Questions on the material ▸
a – In the discussion about shared context, copy the passage that opens with the words containing "I know, right?" and closes with "even attempt that.".
b – In the discussion about shared context, what condition does the imagined doctor tell the patient it looks like they have?
--- Text Enclosed Below ---
Pretty crazy how many things AI and people can express in ASCII.

I know, right? It's amazing ^_^

Quote

Sure but there you are making a big info reduction by assuming shared context. The reason why its enough to say it in natural language the way you did, is because you assume that the reader will interpret your natural language in a physics specific way.

Of course, that's because there's always a shared context. We are all humans, sharing some context with each other. If there's no shared context, it wouldn't even make sense to try and communicate anything in the first place. Like for example, the equation you posted. I don't have a damn clue what it means. It would be pointless for a scientist to come and cite it for me to convince me of some idea. They would be crazy to even attempt that.

I think much of the friction is happening because some specialized topics and concepts are leaking to the layman through easy access and social media. But that's not all. Sometimes, the concepts are used on purpose, to confuse, hypnotize, and appear sophisticated. Like imagine someone goes to the doctor, and instead of them explaining the patient's specific problem, they start spouting advanced medical terms at them. Partly, they might not be even aware that they're doing this, because their knowledge might feel like common sense or second nature to them after years of practice. But the problem remains that you don't understand your condition.

"Oh, it looks like you have meningoencephalitis, we're going to have to initiate a targeted anti-inflammatory and antimicrobial intervention protocol with close hemodynamic monitoring and serial lumbar punctures as indicated by your neurological status."
--- End of Enclosed Text ---
--- Entries shown Enclosed Below ---
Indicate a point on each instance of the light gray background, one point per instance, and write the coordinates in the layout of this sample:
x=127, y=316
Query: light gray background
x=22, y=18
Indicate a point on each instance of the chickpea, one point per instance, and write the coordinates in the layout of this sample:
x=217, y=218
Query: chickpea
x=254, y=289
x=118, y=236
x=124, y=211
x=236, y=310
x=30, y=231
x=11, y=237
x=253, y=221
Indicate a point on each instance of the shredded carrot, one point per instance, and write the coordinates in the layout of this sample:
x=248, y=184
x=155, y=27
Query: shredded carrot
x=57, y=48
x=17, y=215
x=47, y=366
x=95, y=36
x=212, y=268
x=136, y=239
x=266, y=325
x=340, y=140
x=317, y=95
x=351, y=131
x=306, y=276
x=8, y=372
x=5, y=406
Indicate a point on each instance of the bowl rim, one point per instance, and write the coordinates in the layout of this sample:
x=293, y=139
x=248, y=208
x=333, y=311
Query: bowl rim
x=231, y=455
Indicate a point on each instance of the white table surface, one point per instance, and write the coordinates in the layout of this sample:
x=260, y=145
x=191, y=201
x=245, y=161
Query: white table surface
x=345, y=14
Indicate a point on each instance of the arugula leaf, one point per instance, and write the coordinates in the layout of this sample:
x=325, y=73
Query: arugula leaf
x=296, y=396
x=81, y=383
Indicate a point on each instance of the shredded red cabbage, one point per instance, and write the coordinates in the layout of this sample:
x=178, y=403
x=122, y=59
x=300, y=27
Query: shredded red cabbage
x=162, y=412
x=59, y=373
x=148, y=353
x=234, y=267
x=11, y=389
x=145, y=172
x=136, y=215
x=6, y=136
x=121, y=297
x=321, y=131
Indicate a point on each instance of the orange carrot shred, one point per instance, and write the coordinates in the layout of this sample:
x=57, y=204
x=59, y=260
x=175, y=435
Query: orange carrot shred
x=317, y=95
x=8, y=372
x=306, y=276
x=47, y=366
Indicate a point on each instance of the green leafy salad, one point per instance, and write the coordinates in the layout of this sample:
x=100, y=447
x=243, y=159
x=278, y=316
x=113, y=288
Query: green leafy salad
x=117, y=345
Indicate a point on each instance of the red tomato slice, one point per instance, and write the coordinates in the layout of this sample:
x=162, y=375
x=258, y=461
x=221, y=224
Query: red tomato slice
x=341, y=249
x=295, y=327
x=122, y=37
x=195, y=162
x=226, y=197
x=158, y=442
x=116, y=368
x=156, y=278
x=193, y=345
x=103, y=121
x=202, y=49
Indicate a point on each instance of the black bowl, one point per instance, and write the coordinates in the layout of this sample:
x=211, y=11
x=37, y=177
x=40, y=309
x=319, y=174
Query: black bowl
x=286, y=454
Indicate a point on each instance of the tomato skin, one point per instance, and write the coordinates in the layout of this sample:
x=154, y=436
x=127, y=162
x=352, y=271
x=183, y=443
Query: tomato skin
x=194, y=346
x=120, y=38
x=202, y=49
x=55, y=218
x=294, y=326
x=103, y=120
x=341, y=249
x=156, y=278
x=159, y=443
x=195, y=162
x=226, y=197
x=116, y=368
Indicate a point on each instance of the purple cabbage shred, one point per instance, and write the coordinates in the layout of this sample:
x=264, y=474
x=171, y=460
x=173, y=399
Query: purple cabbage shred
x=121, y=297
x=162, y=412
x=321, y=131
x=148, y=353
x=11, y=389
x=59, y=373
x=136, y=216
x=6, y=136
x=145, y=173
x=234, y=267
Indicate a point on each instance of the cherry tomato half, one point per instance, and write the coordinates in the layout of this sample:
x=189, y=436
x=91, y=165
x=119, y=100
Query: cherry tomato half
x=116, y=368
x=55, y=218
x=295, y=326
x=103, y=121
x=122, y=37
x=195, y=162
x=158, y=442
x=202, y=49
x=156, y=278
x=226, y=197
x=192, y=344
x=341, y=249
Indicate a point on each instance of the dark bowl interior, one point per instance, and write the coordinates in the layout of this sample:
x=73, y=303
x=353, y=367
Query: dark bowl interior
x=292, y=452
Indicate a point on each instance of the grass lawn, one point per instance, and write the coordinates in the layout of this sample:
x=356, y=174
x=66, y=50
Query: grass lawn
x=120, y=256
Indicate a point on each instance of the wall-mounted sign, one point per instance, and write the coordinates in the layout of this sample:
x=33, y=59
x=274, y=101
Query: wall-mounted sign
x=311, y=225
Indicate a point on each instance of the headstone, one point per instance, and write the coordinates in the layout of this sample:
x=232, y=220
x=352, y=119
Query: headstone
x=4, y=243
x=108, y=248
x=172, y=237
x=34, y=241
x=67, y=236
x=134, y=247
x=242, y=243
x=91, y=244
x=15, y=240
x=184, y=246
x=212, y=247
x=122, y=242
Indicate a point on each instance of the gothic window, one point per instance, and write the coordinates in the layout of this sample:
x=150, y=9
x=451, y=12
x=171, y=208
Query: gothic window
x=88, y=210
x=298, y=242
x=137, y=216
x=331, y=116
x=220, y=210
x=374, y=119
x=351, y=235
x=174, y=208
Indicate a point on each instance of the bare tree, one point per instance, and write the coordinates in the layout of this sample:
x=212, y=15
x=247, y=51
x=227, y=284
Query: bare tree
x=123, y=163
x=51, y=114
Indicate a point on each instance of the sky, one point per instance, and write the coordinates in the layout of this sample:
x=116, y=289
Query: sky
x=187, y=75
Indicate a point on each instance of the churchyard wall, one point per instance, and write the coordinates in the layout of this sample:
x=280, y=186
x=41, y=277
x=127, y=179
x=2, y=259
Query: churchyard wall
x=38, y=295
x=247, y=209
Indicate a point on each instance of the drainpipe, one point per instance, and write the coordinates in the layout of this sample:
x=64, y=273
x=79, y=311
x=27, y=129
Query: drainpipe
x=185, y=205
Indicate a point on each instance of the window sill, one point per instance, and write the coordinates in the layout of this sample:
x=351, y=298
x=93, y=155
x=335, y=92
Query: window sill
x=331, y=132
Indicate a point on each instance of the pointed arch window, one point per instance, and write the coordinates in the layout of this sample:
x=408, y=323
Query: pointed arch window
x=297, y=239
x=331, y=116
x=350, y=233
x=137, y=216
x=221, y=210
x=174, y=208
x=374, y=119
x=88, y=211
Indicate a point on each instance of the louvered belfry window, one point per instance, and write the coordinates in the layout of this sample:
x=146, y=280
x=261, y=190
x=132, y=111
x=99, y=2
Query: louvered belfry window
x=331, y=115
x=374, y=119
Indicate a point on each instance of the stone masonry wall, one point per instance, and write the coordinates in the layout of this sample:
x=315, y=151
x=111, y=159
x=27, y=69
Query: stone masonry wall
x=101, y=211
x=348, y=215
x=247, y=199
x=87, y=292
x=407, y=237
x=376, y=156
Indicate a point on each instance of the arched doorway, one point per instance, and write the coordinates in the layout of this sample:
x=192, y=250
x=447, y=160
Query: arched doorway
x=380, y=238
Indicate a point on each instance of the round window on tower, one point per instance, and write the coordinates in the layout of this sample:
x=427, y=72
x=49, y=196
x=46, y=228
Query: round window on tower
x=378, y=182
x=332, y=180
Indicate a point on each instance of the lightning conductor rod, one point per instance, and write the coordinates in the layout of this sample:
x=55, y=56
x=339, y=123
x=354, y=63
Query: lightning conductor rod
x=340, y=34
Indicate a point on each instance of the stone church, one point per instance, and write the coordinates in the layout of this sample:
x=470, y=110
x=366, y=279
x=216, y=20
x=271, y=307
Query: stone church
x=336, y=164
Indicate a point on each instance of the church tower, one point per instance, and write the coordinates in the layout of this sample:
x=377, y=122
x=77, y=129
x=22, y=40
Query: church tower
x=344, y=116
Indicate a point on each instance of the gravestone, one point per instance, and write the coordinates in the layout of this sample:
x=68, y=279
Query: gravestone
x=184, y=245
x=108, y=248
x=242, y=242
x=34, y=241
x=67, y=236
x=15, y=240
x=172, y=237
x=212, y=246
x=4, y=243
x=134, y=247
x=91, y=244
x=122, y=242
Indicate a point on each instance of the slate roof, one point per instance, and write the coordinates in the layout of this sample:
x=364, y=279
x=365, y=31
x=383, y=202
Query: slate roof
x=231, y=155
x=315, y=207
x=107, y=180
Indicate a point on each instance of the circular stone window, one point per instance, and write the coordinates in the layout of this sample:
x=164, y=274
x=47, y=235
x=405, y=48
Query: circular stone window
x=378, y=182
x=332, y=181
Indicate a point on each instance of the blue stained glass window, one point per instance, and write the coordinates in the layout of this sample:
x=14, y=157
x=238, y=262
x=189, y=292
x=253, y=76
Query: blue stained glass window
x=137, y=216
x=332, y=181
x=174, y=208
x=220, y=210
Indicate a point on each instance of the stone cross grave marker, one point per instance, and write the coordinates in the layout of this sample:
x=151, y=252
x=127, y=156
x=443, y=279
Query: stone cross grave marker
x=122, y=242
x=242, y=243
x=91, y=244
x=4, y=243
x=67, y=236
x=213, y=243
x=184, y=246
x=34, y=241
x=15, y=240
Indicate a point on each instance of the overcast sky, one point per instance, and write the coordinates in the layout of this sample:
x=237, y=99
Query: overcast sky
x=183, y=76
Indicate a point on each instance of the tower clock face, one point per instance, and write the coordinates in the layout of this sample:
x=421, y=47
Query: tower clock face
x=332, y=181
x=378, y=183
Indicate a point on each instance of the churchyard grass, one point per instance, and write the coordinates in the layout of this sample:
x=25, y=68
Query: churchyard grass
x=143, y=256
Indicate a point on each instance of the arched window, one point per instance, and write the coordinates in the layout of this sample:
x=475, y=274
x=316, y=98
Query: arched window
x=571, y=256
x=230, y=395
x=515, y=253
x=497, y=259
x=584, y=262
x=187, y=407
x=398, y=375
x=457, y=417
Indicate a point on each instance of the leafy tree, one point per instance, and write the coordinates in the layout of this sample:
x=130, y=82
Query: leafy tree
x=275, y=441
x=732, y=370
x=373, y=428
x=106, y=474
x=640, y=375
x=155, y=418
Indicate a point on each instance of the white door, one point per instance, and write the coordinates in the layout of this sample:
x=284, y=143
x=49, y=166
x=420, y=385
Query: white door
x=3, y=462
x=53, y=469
--- End of Enclosed Entries shown ---
Task solutions ▸
a –
I know, right? It's amazing ^_^

Quote

Sure but there you are making a big info reduction by assuming shared context. The reason why its enough to say it in natural language the way you did, is because you assume that the reader will interpret your natural language in a physics specific way.

Of course, that's because there's always a shared context. We are all humans, sharing some context with each other. If there's no shared context, it wouldn't even make sense to try and communicate anything in the first place. Like for example, the equation you posted. I don't have a damn clue what it means. It would be pointless for a scientist to come and cite it for me to convince me of some idea. They would be crazy to even attempt that.

b – Meningoencephalitis.